Return the lines of the data below in which the string "Coordinates" occurs.

→ GIVEN ENTRIES:
════════════════

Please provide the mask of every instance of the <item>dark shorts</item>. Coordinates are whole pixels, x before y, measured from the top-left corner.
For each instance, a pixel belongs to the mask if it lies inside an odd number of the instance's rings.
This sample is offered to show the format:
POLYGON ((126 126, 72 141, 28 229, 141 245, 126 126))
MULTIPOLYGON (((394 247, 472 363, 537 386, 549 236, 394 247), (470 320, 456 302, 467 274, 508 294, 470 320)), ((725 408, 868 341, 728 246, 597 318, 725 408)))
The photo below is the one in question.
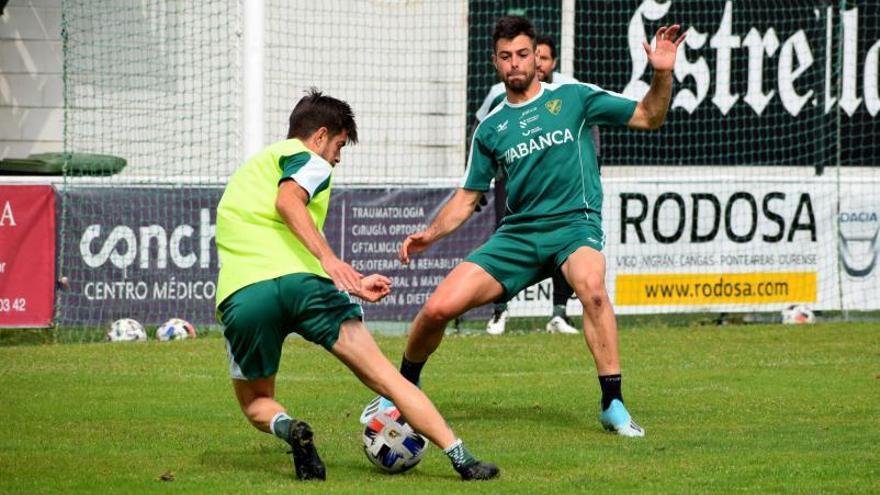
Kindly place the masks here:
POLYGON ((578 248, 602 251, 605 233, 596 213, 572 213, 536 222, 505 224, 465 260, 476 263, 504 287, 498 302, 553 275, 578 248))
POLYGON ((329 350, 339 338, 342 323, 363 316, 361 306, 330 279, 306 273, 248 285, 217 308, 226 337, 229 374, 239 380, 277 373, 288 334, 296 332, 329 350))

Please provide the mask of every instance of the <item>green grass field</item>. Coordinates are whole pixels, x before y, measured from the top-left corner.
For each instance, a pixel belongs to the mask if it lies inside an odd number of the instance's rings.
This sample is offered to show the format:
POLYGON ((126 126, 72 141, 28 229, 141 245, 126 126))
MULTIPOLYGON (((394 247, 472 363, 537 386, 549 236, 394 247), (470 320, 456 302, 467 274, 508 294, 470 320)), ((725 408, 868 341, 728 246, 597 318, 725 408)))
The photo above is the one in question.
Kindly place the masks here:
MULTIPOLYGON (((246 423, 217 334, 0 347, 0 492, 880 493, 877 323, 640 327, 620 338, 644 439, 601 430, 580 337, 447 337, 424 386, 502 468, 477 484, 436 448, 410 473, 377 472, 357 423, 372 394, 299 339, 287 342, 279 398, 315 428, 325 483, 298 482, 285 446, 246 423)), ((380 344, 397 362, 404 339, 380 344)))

════════════════

→ RESPONSE AREA:
Please provide the mask of every instance of the <item>dark shorts</item>. Coordinates are whole pixels, x before y, measured from the top-left corner.
Please provide the mask of every instance of the <item>green grass field</item>. Coordinates are whole pixels, x before y, measured from the top-left corner.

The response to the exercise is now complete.